*** STORED DATA Section Begins ***

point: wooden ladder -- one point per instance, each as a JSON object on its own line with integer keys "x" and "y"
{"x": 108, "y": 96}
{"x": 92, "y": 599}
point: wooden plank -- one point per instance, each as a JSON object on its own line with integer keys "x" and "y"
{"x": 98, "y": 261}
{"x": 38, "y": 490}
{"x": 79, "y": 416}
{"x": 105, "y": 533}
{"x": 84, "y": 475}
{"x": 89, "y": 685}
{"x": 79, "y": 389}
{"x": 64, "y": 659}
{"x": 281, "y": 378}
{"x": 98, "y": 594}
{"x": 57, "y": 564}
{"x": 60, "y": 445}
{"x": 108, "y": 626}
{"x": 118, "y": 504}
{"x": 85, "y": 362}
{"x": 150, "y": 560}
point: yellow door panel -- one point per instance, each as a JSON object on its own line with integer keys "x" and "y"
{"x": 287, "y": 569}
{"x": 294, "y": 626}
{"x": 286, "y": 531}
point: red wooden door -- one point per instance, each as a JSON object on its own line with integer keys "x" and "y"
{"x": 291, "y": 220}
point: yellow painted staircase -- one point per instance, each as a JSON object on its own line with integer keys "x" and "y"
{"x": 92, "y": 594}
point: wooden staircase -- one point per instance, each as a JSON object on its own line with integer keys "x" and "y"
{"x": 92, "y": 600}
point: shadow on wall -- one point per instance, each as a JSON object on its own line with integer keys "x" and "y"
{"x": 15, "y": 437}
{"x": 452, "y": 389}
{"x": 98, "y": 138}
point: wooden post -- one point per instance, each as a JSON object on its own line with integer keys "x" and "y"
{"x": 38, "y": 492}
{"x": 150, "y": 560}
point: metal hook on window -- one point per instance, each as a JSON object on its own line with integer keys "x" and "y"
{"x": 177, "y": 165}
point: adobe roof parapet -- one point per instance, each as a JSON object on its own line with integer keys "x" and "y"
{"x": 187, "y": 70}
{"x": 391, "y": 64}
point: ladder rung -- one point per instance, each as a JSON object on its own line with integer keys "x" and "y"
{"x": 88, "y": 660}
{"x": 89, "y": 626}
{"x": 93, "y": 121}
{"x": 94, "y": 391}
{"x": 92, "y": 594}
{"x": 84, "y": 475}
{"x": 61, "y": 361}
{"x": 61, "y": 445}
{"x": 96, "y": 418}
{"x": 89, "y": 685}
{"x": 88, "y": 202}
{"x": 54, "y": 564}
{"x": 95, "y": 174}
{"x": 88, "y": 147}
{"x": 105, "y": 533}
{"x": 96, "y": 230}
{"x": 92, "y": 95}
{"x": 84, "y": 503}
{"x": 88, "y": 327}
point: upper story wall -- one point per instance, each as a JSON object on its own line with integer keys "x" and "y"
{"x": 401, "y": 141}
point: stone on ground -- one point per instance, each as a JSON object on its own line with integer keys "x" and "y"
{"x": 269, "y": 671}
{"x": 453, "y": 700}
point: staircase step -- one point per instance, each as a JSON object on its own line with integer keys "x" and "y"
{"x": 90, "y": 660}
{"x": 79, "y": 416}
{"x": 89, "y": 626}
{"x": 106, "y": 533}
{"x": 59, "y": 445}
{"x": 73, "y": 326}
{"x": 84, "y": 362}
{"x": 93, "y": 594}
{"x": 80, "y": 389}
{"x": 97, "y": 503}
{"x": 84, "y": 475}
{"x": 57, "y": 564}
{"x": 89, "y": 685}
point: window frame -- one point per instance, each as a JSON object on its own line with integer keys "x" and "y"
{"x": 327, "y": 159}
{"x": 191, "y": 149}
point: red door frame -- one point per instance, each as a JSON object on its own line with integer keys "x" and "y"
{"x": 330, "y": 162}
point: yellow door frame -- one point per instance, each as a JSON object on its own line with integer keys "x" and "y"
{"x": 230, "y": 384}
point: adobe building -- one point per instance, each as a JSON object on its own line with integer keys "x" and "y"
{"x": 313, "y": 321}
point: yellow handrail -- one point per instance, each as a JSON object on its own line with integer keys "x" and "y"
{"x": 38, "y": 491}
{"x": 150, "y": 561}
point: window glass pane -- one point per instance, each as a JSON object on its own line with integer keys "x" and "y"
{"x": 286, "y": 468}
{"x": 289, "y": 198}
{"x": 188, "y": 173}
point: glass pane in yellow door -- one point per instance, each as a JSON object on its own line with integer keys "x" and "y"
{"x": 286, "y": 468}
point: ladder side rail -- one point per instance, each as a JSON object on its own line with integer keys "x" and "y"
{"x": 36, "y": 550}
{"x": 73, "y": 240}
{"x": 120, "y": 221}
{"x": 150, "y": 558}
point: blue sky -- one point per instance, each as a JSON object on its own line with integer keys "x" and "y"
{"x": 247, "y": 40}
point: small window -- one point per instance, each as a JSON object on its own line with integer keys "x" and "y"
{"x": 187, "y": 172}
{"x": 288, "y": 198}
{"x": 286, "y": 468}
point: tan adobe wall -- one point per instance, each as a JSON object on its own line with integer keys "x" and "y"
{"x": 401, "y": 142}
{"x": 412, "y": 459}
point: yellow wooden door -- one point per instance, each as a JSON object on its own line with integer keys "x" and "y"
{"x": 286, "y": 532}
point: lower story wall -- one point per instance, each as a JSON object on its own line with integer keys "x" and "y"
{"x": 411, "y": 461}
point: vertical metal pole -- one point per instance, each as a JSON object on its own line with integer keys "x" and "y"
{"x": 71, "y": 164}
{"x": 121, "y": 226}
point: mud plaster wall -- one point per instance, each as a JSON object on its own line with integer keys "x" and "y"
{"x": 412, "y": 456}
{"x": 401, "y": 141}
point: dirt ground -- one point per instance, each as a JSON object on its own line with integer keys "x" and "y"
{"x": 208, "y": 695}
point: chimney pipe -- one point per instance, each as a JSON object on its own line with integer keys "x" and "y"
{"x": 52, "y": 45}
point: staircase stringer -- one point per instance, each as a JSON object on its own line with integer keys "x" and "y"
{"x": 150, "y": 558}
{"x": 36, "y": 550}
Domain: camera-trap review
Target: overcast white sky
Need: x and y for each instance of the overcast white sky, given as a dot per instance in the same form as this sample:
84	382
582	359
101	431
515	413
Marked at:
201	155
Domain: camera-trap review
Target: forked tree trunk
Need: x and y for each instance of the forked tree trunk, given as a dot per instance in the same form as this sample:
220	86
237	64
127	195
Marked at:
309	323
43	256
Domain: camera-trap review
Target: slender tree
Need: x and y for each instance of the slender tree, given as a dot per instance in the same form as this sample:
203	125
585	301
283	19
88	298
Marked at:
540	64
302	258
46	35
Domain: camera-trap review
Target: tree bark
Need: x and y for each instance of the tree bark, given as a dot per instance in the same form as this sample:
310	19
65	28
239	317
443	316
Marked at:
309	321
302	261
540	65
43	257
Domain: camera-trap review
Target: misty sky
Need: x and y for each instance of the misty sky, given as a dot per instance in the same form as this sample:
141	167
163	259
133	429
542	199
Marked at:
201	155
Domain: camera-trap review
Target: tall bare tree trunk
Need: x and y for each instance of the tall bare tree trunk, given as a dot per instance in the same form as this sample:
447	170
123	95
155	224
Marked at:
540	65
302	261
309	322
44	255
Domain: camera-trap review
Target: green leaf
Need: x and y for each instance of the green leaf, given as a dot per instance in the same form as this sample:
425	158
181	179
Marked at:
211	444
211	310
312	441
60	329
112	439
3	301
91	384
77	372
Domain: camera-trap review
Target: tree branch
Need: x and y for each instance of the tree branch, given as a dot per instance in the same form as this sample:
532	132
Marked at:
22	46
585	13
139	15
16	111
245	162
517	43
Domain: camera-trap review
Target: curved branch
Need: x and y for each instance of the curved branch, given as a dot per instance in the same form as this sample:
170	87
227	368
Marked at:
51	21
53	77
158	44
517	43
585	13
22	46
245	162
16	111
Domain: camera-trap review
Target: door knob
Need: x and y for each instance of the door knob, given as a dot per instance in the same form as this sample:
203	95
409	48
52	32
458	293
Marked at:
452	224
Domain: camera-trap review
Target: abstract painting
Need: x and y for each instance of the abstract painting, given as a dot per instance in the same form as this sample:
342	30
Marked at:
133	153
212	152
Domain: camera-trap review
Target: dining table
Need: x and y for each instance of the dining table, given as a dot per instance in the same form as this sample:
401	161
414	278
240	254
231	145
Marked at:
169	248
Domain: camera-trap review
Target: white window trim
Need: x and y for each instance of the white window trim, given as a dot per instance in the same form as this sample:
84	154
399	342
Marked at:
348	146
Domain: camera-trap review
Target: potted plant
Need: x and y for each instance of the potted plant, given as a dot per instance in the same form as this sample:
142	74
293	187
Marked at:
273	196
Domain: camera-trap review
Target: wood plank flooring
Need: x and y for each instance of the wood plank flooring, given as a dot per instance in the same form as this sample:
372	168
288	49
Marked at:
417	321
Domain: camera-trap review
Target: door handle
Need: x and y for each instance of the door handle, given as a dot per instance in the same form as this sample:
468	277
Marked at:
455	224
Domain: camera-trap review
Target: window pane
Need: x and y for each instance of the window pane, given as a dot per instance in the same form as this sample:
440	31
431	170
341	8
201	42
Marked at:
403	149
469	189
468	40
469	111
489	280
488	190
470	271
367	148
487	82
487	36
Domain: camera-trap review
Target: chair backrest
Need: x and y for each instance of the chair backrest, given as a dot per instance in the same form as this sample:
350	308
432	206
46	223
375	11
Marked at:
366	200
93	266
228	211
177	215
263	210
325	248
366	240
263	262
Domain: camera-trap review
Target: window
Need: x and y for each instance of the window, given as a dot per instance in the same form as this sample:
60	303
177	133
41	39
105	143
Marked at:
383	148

*** STORED DATA Section Ends ***

• WORK TASK:
Find "point: chimney pipe" in the entries above and copy that whole line exactly, then each line after it through the line that contains "Target: tall bare tree trunk".

• TASK RESULT:
point: chimney pipe -- one point per instance, each as a JSON object on its own line with integer keys "x" and "y"
{"x": 52, "y": 45}
point: staircase stringer -- one point per instance, each as a JSON object on its own line with integer keys "x" and "y"
{"x": 150, "y": 558}
{"x": 36, "y": 550}
Domain: camera-trap review
Target: overcast white sky
Need: x and y for each instance of the overcast white sky, given as a dot per instance in the same form as this sample:
84	382
582	359
101	431
515	413
Marked at:
201	155
Domain: camera-trap review
Target: forked tree trunk
Need: x and y for each instance of the forked tree trunk, given as a dot per instance in the same form as this sample:
220	86
237	64
127	195
Marked at:
309	323
43	256
Domain: camera-trap review
Target: slender tree
Need: x and y for each instance of the slender tree, given as a dot per instance in the same form as this sample:
203	125
585	301
283	19
88	298
Marked at:
540	64
302	258
46	35
Domain: camera-trap review
Target: tree bark
Need: x and y for each instance of the tree bark, given as a dot per instance in the same form as this sample:
310	19
65	28
239	317
443	316
Marked at:
309	321
302	261
540	65
43	257
Domain: camera-trap review
Target: misty sky
Need: x and y for each instance of the misty sky, given as a dot per instance in the same form as this sample:
141	167
163	259
133	429
542	199
Marked at:
201	155
Domain: camera-trap review
Target: tall bare tree trunk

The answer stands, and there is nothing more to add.